* START Given entries *

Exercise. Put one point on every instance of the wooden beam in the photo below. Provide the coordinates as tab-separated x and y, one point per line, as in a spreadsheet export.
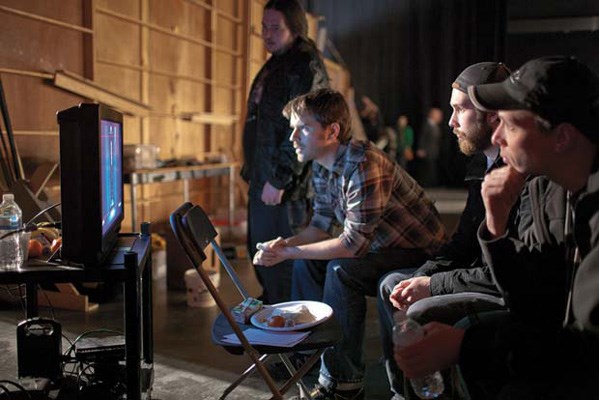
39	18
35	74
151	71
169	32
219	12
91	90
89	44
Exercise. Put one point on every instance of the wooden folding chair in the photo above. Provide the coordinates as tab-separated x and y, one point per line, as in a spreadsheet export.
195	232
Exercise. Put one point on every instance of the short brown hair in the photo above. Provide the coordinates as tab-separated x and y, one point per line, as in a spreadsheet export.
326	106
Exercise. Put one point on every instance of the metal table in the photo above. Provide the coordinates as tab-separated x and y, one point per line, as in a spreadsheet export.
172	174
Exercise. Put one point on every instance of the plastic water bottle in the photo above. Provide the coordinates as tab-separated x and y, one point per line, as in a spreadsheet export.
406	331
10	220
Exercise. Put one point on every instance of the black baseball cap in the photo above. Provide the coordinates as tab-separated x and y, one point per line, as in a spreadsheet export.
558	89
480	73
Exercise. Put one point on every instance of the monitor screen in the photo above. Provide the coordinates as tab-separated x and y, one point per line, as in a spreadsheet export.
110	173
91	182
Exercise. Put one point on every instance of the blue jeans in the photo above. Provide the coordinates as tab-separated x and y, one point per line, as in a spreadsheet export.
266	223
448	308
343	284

* END Given entries *

- What you are asked to do -
Reproduce all of the rows above verbatim, with the picture omitted.

- In response -
Exercise. Put one point on every instance of the wooden beam in the photo below. Provide the coordinates as tab-separated x and y, one point per line, as in a spreadsheet export.
39	18
35	74
151	71
169	32
219	12
91	90
89	44
Exercise. Put one point on every instance of the wooden folding chair in the photo above. Provide the coordinates as tab-separated x and y, one point per line, as in a spreadsheet export.
195	232
Exercise. Put one point on every instance of the short brown hair in the photo above. Provide the coordinates as tab-separated x and y, one point per line, as in a spreadsheet export.
326	106
Exercise. Put one point on every instance of the metal table in the photo above. Provide the coordinates as tab-separated x and y, one point per line, as in a spreadsheet export.
172	174
Exercise. Put one point on every instance of the plastic water bottle in the photo above. Provide the coordinates as tab-separated x and y, one point per line, as in a spreadsheet export.
406	331
10	220
Exercise. Put one point on every instance of the black baseball cap in the photo above. Provide the coordinates as tab-separated x and y, one point per line, as in a spreadsheet export.
558	89
480	73
Exercise. Put one point on every instance of the monitor screen in the photo above. Provide the coordinates as tab-separated x and y, one point per line, as in a spreadsheet export.
110	173
91	182
Exercise. Put one point on every instance of the blue jeans in the photo above. Provide the coordinates as tab-separated x and y, one point per line, as in a spreadsheet export.
266	223
448	308
343	284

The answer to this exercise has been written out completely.